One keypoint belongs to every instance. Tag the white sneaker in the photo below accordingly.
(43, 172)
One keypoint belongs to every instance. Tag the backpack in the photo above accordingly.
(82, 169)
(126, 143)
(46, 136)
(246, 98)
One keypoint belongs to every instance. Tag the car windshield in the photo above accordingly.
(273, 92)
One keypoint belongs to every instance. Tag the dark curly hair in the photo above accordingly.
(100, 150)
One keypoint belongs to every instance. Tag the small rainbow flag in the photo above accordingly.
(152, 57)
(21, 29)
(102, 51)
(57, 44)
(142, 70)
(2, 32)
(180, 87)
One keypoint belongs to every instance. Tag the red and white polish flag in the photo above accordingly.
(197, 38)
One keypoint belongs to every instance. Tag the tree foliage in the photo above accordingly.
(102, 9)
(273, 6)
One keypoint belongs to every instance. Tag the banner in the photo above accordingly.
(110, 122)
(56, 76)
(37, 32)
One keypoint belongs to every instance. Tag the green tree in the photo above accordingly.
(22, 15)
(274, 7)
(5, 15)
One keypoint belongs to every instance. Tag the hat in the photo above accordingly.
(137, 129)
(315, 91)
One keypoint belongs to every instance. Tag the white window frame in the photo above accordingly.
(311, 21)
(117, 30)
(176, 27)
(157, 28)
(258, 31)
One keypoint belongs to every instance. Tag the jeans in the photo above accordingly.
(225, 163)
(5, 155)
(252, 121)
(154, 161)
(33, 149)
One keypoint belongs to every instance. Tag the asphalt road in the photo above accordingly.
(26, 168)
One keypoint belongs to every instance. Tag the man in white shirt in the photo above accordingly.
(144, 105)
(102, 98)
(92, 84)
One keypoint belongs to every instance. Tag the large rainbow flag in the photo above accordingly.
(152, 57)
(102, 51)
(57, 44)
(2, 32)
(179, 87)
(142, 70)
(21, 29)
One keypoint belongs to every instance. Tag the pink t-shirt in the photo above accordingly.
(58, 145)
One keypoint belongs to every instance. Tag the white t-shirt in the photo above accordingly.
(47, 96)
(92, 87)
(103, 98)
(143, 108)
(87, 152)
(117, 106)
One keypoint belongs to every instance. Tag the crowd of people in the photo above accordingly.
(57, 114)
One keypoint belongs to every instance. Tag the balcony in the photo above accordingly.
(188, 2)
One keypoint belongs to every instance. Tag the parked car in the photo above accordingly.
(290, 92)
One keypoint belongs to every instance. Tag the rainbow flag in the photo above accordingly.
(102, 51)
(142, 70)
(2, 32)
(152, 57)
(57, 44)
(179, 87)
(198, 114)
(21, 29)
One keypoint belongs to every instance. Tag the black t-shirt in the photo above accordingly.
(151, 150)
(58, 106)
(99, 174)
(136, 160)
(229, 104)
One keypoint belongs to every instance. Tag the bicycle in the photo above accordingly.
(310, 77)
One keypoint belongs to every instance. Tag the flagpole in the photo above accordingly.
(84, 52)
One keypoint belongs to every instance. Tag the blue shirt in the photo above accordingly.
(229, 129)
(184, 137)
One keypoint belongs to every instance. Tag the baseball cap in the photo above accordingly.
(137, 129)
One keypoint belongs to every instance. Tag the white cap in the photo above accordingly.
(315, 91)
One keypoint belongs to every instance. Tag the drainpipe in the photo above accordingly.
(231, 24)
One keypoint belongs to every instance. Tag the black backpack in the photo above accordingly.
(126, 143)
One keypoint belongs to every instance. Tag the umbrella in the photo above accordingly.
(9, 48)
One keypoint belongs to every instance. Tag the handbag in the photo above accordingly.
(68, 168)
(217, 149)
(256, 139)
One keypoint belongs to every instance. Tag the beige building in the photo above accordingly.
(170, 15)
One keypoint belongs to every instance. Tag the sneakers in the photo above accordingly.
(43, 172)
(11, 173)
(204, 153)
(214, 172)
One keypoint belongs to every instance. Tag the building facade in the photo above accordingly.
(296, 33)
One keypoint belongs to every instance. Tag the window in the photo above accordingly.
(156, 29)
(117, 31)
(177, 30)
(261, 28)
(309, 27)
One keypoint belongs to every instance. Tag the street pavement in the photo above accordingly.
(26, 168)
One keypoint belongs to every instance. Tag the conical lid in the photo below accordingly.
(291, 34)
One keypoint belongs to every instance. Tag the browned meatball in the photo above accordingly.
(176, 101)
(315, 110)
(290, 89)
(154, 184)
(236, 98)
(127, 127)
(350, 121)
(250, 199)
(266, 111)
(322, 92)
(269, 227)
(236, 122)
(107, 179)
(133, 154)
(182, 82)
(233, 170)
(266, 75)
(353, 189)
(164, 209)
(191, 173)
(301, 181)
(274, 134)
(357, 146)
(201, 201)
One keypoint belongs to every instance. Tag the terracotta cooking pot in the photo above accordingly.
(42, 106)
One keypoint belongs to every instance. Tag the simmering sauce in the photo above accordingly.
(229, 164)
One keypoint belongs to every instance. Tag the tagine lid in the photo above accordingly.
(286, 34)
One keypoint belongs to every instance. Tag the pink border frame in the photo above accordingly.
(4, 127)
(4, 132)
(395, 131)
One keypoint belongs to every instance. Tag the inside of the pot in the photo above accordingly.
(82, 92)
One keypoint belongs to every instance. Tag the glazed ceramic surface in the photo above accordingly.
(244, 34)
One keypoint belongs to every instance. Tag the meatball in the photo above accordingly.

(Exercise prompt)
Copy every line of the data, from the line containing "One keypoint belongs to every instance. Tag the street" down to the end, and shift each keypoint coordinate by adding 13 to both of its numbers.

(Expected answer)
One keypoint belongs to every instance. Tag the street pavement in the photo above accordingly.
(39, 181)
One keypoint belongs to every instance. Tag the conical lid in the photo below accordingly.
(304, 47)
One keypoint belongs to every instance. Tag the browned meatball in the photo above accordingly.
(189, 114)
(328, 123)
(303, 102)
(167, 197)
(249, 111)
(140, 140)
(363, 134)
(263, 212)
(279, 124)
(335, 105)
(282, 240)
(249, 135)
(120, 192)
(146, 167)
(195, 95)
(246, 183)
(279, 88)
(366, 202)
(177, 222)
(204, 186)
(314, 194)
(287, 147)
(370, 159)
(214, 214)
One keypoint belongs to every instance. Tag the terracotta cooking pot in the photo above accordingly.
(55, 119)
One keypoint belongs to every instance. Tag the simmering sauce in the photo above accordingly.
(242, 177)
One keypoint belongs to every instance. Tag the tagine lid in the photo above accordingly.
(299, 47)
One keypoint belongs to every instance. Tag the pink border frame in the photo above accordingly.
(17, 140)
(17, 145)
(408, 144)
One keypoint belongs to every instance. Tag the inside of the pot in the photo above accordingly.
(95, 105)
One keypoint belongs to every instance. Tag the glazed ceramic surface in the photo above accordingly.
(257, 47)
One keypoint belongs to every instance. Tag the meatball in the photo above accordingly.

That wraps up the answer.